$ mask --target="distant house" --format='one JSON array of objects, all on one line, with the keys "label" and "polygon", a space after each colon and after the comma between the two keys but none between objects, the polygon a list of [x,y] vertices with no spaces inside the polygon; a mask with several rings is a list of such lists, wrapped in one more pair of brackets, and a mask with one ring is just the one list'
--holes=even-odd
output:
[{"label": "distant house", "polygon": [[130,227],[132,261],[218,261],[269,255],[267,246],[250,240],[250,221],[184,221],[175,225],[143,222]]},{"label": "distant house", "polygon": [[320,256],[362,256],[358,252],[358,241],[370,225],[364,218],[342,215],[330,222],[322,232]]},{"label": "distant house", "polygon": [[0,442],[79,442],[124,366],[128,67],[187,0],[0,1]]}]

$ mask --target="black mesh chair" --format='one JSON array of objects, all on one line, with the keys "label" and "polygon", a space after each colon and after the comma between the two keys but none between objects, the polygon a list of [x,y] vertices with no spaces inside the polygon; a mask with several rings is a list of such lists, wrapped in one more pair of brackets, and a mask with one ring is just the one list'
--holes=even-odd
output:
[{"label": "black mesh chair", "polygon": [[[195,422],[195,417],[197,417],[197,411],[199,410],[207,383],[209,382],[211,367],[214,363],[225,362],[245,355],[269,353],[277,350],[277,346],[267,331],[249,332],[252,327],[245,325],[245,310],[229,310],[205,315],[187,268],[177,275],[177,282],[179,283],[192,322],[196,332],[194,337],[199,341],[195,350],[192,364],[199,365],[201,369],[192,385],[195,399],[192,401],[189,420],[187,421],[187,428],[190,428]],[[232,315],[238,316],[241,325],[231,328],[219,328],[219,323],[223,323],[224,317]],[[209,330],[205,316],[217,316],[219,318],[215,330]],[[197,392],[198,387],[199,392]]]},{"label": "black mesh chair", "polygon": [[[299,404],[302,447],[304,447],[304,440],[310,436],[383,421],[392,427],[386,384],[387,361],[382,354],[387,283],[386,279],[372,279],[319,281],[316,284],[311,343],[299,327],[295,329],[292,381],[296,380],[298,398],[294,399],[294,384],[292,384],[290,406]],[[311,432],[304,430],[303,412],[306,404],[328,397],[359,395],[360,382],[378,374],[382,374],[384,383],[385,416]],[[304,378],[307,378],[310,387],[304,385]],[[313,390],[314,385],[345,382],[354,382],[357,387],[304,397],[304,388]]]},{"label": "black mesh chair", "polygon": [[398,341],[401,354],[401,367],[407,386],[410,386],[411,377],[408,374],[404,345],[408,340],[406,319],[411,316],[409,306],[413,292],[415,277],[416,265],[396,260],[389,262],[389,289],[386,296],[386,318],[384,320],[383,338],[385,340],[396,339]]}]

***

- Given request -
Return every line of the records that contains the word "mask".

- Exercise answer -
$ mask --target="distant house" --format='one JSON array of objects, all on one line, with the keys "label" and "polygon", a space after each colon and after the comma between the two keys but none between objects, the polygon a list of [x,y] vertices with no spaces inside the polygon; a mask with several rings is a list of such lists, wrapped in one more pair of brackets, and a mask with one ring is just the one list'
$ mask --target="black mesh chair" --format='one JSON array of objects, all on one line, with the keys "label" and "polygon", a space after each colon and after the comma between the two keys but none between objects, the polygon a list of [x,y] vertices with no spaces inside the polygon; a mask with several rings is a list of such lists, wrapped in one more pair of brackets, and a mask with one ring is just the one list'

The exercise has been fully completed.